Supplied information:

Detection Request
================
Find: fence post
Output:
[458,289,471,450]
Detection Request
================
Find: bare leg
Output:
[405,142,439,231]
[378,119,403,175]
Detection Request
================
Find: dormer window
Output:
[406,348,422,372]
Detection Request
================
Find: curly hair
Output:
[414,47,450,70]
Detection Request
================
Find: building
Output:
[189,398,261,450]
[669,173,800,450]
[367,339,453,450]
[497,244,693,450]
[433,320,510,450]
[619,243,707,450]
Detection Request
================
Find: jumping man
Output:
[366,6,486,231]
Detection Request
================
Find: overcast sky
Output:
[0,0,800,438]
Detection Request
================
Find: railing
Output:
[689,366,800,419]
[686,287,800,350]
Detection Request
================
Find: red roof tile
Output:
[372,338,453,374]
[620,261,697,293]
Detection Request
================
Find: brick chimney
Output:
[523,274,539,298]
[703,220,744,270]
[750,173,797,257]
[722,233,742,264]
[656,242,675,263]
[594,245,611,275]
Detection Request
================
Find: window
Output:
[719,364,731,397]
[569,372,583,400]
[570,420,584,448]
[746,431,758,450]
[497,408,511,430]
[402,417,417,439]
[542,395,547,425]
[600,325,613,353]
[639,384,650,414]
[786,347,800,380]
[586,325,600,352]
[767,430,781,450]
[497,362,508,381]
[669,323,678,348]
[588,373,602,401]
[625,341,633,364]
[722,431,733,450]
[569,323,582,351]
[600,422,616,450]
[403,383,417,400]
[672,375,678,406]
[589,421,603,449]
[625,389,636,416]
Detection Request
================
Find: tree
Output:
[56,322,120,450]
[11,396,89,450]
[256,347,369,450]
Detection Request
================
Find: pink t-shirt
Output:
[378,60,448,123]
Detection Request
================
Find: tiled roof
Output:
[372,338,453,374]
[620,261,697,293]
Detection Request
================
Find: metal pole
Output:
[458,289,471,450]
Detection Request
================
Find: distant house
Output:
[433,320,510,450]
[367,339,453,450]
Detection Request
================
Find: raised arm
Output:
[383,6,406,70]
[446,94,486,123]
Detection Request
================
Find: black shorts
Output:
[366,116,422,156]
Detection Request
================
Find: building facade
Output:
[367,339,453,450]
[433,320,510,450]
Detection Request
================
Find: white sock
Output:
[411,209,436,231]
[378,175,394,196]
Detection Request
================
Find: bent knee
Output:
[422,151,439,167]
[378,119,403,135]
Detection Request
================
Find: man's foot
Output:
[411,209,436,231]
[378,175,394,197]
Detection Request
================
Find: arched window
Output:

Exercise objective: Please count the lines in the entries above that contain the string "window" and give only the number.

Reply to the exercise: 3